◆ Directions for this task ◆
Locate the line that contains "Objective: one point per instance of the tree trunk" in the entries below. Retype it and all following lines through the final one, character for character.

◆ Named object pointing entries ◆
==*==
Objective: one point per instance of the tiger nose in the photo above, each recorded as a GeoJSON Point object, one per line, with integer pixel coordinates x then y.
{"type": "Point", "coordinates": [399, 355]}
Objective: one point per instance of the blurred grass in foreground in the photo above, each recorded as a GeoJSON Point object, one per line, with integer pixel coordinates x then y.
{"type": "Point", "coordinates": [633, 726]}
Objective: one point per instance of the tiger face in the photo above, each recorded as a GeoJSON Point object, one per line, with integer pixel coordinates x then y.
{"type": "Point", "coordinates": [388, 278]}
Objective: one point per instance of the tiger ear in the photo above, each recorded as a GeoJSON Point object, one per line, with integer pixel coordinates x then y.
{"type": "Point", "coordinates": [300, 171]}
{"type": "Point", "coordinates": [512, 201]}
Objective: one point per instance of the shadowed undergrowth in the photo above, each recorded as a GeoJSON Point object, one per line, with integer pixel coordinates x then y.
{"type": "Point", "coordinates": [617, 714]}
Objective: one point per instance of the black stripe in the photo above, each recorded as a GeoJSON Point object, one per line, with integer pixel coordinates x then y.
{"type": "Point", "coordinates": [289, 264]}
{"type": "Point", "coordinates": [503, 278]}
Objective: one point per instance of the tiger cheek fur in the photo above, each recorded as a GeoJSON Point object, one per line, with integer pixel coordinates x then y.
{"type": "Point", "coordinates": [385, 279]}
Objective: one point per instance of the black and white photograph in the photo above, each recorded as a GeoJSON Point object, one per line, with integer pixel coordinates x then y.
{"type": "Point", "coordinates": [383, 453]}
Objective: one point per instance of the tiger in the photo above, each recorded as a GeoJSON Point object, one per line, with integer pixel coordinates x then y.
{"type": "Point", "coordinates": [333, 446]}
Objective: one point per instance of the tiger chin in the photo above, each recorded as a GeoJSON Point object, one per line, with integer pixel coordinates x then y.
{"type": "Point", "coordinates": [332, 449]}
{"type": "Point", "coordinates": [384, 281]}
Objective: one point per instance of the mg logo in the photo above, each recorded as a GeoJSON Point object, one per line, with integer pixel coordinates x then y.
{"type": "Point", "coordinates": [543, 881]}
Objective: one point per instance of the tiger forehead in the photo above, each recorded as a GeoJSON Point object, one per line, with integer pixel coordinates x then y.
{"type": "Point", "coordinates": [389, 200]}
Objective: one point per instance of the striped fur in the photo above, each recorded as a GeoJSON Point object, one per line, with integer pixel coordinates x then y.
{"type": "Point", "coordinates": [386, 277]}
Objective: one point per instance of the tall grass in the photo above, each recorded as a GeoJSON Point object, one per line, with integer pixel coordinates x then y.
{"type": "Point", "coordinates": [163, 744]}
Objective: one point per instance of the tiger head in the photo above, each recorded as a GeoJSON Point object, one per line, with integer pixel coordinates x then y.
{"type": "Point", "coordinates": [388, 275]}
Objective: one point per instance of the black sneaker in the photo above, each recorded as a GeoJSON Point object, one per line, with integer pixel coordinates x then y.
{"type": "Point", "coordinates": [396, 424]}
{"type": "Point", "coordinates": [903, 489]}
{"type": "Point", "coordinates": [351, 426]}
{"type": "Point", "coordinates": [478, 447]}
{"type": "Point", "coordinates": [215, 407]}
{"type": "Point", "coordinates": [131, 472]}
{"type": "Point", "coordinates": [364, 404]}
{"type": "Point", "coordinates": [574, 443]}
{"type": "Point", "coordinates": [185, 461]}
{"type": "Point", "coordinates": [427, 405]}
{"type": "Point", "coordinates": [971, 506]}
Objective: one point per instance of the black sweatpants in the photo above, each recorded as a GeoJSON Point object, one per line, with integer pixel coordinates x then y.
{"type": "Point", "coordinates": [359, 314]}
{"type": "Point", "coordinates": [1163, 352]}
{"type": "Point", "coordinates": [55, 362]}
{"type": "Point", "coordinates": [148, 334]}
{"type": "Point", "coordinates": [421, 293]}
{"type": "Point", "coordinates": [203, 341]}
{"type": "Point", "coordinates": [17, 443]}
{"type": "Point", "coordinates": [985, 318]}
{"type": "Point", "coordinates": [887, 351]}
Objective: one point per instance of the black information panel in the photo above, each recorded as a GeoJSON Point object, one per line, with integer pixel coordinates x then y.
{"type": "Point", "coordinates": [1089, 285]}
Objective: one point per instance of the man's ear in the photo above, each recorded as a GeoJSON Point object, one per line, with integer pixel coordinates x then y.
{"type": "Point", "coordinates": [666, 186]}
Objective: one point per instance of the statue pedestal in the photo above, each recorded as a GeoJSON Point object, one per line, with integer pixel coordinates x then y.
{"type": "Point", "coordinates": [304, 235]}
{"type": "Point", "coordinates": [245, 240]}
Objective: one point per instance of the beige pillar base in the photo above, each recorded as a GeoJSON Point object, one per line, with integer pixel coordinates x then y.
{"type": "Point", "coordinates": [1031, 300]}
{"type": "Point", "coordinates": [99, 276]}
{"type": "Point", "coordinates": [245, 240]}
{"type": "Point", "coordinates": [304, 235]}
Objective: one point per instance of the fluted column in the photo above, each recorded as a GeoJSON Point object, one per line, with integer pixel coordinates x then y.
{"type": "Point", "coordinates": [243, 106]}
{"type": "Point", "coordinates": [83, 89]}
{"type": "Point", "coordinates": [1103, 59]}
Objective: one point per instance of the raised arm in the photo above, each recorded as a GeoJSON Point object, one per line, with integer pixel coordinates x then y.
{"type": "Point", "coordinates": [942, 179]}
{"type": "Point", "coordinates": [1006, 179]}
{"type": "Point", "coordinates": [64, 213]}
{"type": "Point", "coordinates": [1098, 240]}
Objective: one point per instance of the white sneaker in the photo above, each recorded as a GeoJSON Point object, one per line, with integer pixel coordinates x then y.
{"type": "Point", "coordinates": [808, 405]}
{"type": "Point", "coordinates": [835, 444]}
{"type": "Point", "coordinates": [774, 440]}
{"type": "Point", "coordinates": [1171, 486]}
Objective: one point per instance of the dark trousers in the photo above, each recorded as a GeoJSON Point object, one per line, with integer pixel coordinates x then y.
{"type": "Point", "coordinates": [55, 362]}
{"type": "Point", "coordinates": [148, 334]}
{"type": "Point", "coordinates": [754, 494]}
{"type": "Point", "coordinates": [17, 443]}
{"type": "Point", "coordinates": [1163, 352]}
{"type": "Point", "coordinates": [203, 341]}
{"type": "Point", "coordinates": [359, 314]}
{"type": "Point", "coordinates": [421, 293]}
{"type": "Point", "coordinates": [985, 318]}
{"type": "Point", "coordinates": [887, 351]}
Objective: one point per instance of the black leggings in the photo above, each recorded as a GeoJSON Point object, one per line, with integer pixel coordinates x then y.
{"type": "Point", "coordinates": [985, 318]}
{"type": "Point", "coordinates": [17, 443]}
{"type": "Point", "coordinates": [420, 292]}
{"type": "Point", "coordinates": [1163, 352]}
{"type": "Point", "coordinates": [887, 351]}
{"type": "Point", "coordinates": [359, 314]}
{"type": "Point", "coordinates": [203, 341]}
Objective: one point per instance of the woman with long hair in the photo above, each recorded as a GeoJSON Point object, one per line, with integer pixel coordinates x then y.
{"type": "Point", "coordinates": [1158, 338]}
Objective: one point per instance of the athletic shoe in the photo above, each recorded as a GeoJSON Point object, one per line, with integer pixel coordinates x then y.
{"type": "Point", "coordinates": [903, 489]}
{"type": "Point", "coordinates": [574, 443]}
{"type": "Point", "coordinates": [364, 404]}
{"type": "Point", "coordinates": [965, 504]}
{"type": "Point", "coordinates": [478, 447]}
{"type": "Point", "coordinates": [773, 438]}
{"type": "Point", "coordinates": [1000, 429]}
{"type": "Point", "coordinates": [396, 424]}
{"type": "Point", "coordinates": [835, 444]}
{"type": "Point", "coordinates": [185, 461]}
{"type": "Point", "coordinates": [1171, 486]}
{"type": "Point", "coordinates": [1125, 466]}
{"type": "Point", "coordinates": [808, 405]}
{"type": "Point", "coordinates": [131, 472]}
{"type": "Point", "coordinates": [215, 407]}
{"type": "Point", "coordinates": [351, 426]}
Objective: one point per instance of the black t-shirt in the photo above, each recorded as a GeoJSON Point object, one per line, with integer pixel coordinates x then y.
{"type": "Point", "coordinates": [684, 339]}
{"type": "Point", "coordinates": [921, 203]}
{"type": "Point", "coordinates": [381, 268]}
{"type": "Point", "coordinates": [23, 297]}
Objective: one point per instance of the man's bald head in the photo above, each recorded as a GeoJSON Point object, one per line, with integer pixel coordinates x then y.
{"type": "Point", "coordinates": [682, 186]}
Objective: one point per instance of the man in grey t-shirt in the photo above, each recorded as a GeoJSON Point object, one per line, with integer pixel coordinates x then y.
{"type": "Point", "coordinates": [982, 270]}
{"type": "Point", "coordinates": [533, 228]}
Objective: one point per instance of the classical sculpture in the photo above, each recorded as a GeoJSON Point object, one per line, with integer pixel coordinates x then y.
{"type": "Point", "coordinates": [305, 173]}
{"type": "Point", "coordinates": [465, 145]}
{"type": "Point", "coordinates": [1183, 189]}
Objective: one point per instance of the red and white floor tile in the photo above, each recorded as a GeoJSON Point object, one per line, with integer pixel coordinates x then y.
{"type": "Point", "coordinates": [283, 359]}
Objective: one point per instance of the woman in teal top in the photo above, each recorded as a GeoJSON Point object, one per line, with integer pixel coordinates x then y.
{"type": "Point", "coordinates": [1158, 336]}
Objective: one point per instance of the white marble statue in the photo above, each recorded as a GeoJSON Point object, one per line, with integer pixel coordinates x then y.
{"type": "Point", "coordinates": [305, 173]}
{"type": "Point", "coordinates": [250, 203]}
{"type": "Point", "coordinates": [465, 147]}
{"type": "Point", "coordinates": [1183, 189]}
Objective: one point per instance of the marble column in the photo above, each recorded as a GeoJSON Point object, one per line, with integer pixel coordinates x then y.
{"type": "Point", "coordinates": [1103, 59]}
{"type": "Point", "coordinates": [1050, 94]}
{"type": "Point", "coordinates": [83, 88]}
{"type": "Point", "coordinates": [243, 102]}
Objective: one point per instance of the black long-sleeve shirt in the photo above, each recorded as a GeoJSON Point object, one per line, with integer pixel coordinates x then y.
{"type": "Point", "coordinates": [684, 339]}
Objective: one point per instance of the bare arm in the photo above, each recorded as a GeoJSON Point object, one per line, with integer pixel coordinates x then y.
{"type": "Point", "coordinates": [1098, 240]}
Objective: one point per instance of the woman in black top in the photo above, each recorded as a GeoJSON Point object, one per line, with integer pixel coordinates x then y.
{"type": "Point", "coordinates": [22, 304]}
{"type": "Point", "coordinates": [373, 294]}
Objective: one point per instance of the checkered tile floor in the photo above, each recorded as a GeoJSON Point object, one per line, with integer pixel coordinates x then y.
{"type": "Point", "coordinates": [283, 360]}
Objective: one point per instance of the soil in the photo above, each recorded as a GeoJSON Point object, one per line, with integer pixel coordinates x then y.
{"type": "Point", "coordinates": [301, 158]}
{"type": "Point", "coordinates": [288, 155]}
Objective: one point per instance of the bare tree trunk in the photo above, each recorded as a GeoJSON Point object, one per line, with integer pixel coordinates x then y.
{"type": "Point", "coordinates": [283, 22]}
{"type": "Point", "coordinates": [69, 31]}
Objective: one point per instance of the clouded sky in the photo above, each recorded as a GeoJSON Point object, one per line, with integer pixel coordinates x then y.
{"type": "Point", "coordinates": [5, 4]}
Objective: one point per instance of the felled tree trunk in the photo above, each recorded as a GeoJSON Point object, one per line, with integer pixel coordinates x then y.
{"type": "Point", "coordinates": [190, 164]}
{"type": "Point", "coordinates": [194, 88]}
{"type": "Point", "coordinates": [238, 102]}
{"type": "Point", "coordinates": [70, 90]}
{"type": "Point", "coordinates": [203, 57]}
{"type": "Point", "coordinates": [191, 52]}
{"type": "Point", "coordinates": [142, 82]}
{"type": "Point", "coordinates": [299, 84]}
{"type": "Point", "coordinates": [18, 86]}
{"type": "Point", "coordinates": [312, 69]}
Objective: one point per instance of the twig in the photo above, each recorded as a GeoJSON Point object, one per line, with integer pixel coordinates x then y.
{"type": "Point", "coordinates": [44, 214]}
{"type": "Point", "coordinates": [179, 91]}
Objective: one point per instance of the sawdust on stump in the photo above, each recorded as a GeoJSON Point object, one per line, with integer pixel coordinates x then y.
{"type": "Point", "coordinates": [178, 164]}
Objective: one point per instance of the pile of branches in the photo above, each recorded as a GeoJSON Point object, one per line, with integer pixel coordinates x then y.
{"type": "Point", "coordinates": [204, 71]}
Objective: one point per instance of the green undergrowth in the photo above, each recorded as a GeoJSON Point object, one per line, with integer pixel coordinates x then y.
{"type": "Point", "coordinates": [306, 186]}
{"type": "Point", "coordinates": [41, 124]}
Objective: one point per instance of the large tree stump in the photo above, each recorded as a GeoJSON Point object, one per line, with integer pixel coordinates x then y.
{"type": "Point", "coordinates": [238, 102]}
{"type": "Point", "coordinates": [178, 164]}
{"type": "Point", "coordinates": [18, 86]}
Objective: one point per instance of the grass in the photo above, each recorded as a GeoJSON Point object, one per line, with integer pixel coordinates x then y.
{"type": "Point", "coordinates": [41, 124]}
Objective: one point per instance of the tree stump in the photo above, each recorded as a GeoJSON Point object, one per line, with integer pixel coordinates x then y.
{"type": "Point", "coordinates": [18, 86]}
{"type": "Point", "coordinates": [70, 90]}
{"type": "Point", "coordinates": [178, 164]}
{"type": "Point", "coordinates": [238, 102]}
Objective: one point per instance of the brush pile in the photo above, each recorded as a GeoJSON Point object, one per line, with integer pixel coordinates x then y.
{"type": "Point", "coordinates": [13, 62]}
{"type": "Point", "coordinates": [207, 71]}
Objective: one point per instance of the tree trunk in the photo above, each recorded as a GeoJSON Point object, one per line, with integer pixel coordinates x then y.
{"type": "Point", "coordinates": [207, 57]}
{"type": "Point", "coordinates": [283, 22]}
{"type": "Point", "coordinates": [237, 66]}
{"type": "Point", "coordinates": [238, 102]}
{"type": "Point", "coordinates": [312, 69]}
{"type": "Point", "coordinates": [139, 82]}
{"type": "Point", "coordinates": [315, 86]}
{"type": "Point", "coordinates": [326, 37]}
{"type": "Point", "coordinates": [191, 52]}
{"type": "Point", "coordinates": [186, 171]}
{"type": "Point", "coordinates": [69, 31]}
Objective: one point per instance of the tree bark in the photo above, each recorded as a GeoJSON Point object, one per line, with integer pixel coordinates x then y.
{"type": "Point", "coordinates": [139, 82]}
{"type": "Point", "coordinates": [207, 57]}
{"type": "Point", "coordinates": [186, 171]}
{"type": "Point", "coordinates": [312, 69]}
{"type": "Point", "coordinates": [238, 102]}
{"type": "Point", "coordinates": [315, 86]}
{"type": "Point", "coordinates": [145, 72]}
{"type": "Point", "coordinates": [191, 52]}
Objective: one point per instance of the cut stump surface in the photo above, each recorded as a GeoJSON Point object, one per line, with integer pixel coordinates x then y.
==*==
◆ Result for this exercise ◆
Objective: one point per instance of the tree trunk in the photo above, each recorded as a GeoJSON Point object, one per line, with integer pixel coordinates x then y.
{"type": "Point", "coordinates": [207, 57]}
{"type": "Point", "coordinates": [283, 22]}
{"type": "Point", "coordinates": [237, 66]}
{"type": "Point", "coordinates": [238, 102]}
{"type": "Point", "coordinates": [312, 69]}
{"type": "Point", "coordinates": [139, 82]}
{"type": "Point", "coordinates": [315, 86]}
{"type": "Point", "coordinates": [326, 37]}
{"type": "Point", "coordinates": [191, 52]}
{"type": "Point", "coordinates": [186, 171]}
{"type": "Point", "coordinates": [69, 31]}
Objective: one point per instance of the tree bark in the photo above, each recorded as a GeoJSON Point object, one per line, with integer pixel coordinates x then y.
{"type": "Point", "coordinates": [139, 82]}
{"type": "Point", "coordinates": [207, 57]}
{"type": "Point", "coordinates": [186, 171]}
{"type": "Point", "coordinates": [312, 69]}
{"type": "Point", "coordinates": [238, 102]}
{"type": "Point", "coordinates": [315, 86]}
{"type": "Point", "coordinates": [145, 72]}
{"type": "Point", "coordinates": [191, 52]}
Objective: one point per instance of the cut stump surface in the photo above, each recorded as a GeoJSON Point object, one per line, with integer pixel coordinates x then y.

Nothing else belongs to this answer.